**SUPPLIED PASSAGE:**
Start of Block

Obviously, if you try to connect the small coupling to the large tank connection, it won’t match up because of the size difference, but if you go get the liquid oxygen couplings, they won't match up either. This is because they were designed not to match up with a tank of anything but liquid nitrogen.”

The idea is to minimize or eliminate the risk of user-error, which, considering the properties of the materials, could have serious repercussions. “All Airgas products have a different special connection. This is true of all of the trucks and tanks that are delivered to our customers.”

Safety measures

When consulting for Airgas projects, Schweighardt considers the materials that are passing through the pipes, including extremely cold liquid hydrogen and possibly high temperature nitrogen. The company goes to great lengths to ensure that its operations are adhering to the strictest safety policies and procedures.

End of Block

**INFORMATION:**
Start of Block

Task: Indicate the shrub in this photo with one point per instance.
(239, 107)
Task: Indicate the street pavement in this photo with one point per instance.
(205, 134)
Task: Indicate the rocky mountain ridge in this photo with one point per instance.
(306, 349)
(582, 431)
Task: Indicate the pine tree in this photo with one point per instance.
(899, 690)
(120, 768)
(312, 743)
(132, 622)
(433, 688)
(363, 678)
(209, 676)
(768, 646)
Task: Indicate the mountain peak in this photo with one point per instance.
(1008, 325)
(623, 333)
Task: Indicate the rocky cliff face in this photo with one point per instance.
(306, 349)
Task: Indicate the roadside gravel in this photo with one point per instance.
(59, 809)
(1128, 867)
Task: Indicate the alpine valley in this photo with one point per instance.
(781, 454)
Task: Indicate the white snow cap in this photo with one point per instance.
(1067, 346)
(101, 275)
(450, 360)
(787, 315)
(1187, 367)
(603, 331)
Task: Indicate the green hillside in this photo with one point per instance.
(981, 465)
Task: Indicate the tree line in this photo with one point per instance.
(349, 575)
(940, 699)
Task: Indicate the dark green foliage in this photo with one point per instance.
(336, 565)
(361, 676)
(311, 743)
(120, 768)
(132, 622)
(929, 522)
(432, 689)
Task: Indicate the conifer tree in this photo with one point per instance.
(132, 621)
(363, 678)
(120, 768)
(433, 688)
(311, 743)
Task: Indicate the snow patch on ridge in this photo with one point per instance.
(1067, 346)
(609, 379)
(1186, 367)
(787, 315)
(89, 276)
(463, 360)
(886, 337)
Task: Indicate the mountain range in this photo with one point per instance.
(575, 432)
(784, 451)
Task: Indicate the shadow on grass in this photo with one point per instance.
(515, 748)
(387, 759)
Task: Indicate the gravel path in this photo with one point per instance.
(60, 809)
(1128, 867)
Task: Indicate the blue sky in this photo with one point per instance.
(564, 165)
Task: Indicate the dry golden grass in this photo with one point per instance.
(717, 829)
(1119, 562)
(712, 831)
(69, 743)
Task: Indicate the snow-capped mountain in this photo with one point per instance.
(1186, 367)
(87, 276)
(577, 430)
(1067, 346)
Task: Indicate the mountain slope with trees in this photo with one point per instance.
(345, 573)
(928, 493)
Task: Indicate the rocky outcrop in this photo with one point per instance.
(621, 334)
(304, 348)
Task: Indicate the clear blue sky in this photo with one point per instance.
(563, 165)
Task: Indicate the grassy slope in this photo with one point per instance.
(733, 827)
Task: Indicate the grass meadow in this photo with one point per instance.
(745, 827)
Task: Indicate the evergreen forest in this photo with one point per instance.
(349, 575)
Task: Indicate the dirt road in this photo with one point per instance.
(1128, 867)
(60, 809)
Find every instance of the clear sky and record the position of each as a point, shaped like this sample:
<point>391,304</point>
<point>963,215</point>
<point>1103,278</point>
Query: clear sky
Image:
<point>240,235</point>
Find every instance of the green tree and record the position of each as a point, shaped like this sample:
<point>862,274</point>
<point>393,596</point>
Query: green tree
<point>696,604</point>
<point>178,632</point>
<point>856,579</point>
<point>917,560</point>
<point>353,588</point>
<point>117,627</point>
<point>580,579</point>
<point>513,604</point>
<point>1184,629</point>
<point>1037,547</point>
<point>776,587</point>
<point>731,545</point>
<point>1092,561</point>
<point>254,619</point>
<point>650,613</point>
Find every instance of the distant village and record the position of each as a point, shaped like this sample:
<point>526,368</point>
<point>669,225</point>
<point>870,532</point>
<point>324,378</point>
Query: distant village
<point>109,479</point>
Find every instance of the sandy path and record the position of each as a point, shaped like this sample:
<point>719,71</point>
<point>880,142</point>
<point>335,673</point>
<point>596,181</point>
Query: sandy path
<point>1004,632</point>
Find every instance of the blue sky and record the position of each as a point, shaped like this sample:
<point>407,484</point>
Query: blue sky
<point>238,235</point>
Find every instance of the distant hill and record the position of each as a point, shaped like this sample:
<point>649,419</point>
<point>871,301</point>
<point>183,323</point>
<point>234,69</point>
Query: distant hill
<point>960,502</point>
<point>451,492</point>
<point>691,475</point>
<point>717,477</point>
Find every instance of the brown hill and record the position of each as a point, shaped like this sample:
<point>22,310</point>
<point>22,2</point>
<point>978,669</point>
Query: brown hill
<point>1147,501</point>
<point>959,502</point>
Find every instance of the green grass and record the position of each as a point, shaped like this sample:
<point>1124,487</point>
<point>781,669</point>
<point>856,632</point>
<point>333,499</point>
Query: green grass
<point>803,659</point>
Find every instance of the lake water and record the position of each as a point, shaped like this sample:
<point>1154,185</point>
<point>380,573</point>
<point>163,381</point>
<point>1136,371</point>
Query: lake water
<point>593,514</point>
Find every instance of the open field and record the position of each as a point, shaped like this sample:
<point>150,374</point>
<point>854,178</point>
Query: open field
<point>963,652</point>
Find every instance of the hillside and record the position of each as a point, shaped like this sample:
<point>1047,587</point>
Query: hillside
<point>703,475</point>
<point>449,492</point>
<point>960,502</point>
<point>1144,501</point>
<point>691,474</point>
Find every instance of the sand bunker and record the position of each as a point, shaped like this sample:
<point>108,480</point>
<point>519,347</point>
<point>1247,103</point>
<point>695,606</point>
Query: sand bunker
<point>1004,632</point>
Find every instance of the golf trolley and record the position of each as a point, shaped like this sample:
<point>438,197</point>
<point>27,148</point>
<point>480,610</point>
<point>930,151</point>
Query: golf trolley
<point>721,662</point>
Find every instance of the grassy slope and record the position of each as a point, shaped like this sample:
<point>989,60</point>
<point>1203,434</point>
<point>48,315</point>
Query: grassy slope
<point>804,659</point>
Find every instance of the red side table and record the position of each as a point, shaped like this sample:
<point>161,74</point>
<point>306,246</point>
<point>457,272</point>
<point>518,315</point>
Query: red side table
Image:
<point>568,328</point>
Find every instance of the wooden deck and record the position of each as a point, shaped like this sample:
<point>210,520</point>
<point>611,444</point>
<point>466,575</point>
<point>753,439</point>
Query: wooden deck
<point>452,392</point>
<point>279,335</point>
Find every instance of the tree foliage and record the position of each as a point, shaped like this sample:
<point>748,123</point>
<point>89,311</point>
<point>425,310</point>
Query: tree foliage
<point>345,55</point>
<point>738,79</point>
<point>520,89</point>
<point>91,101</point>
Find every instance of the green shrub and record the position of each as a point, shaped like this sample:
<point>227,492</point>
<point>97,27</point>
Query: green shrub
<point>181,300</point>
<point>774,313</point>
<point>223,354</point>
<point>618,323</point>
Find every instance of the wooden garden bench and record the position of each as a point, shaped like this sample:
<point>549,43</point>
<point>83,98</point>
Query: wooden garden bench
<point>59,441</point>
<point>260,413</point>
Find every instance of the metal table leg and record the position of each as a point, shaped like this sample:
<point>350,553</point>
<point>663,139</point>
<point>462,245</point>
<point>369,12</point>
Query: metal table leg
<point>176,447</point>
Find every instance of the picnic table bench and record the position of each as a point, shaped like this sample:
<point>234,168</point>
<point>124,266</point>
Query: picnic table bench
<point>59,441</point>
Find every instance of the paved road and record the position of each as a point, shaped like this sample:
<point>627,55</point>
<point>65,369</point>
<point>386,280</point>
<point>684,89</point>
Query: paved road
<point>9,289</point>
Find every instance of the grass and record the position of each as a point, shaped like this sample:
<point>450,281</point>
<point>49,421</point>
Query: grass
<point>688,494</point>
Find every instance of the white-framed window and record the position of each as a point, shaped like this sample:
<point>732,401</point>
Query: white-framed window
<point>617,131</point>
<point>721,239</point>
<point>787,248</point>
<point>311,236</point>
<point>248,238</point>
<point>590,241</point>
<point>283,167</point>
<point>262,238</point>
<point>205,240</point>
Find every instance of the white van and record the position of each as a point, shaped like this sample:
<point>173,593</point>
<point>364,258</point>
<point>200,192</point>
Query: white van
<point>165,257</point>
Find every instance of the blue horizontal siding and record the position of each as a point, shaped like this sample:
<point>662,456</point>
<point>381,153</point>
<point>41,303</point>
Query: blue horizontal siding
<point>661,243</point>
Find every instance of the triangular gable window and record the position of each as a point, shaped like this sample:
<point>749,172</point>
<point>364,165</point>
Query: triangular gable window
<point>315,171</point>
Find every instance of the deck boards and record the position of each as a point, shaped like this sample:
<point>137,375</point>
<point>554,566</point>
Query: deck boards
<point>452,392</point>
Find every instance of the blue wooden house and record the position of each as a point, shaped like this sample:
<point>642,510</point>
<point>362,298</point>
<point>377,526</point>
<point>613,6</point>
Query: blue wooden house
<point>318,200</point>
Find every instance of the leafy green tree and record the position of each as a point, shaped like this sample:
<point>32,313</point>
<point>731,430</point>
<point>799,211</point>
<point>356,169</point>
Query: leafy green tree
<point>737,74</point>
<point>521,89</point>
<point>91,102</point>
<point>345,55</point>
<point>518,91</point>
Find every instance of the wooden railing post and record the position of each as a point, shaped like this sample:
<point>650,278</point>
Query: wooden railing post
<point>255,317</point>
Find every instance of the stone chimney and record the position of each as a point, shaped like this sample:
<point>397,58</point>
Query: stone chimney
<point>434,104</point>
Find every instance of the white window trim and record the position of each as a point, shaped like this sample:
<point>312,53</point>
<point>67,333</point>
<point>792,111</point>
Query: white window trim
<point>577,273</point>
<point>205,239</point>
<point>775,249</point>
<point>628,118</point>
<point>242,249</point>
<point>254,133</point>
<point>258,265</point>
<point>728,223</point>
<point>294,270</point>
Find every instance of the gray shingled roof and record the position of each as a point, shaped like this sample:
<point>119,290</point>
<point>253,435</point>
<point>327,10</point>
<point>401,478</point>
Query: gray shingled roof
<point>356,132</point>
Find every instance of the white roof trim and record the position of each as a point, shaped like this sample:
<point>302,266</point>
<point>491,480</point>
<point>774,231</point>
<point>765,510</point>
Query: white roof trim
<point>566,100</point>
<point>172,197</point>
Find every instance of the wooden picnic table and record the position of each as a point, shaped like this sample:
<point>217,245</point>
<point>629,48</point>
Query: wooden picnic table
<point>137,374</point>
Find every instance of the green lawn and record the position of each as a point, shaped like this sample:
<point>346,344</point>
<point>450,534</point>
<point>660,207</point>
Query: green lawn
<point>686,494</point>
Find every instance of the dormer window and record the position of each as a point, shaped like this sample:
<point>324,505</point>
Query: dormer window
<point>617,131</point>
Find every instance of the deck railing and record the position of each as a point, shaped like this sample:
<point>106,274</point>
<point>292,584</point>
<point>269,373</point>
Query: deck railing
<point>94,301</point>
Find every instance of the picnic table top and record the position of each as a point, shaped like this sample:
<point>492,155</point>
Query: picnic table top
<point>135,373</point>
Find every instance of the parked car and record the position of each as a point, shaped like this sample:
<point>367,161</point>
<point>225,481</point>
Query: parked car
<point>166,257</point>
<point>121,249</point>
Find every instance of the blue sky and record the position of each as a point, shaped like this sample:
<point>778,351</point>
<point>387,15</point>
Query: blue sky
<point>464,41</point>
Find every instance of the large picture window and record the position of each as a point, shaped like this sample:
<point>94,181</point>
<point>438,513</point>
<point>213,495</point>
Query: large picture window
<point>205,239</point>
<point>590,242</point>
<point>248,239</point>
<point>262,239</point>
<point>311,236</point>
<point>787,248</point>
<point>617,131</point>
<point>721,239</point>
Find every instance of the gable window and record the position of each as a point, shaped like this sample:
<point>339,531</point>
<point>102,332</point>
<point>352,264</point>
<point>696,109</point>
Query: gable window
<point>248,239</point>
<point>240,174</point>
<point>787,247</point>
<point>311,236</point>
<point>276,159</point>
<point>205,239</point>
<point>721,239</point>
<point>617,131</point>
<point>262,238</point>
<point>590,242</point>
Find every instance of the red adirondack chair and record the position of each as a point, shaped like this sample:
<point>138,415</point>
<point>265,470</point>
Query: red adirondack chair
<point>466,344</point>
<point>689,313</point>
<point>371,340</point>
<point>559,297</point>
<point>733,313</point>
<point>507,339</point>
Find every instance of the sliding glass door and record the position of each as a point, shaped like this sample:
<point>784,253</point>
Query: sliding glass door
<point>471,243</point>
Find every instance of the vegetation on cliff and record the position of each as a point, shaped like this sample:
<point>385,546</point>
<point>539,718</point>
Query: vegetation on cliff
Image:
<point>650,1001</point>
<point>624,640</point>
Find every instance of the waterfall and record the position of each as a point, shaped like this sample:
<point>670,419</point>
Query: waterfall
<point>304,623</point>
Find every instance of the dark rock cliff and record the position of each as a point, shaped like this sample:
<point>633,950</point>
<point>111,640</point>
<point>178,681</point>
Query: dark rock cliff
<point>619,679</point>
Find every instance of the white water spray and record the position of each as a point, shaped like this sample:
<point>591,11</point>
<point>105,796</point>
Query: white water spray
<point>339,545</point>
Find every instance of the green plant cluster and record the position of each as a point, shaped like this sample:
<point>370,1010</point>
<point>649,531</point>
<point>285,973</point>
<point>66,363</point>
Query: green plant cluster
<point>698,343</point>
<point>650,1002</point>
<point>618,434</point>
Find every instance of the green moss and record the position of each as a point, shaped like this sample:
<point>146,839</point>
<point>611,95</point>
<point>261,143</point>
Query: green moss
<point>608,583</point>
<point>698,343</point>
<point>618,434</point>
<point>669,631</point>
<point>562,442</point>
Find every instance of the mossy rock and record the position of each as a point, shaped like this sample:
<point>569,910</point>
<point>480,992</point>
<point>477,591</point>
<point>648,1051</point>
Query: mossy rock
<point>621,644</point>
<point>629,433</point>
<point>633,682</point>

End of Block

**QUESTIONS:**
[a] From the passage on Airgas tank connections, write out the text starting at the words "When consulting for" and stopping after "policies and procedures.".
[b] Continue the passage on Airgas tank connections and safety measures from its final sentence.

**RESULTS:**
[a]
When consulting for Airgas projects, Schweighardt considers the materials that are passing through the pipes, including extremely cold liquid hydrogen and possibly high temperature nitrogen. The company goes to great lengths to ensure that its operations are adhering to the strictest safety policies and procedures.

[b]
For example, to protect its employees and equipment, Airgas often uses a hose restraint safety system inside a flexible hose, comprised of an internal cable with check valves on both ends. In the event of a hose failure, the internal cable stops the hose from detaching and the built-in check valves snap into a closed position, cutting off the flow of the process fluid inside. “If a hose was to break, both ends of the hose would seal and the cable would prevent the hose from detaching and forming a ‘whip’, which could seriously harm someone,” says Schweighardt.

Education and collaboration

It is no secret that the industrial process industries often falter when it comes to transferring knowledge and providing mentorship to new engineers, technicians, and operators. As the ‘old boys’ hang up their safety goggles and disappear into the warm sunset of retirement, the new generation is sometimes left out in the cold, expected to ‘figure it out’ for themselves.

We asked our expert what Airgas is doing to facilitate knowledge sharing. "We have dedicated teams around the world," he tells us, "who facilitate knowledge transfer across different Airgas and Air Liquide companies. We take advantage of technology that allows us to share files and collaborate on projects, run webinars and encourage internal communication. Providing engineering and design assistance for Airgas projects is part of my job description because we want to mentor our new engineers who may not have a lot of real-world experience working with the materials, whether it is pipe, tube, valve or other.”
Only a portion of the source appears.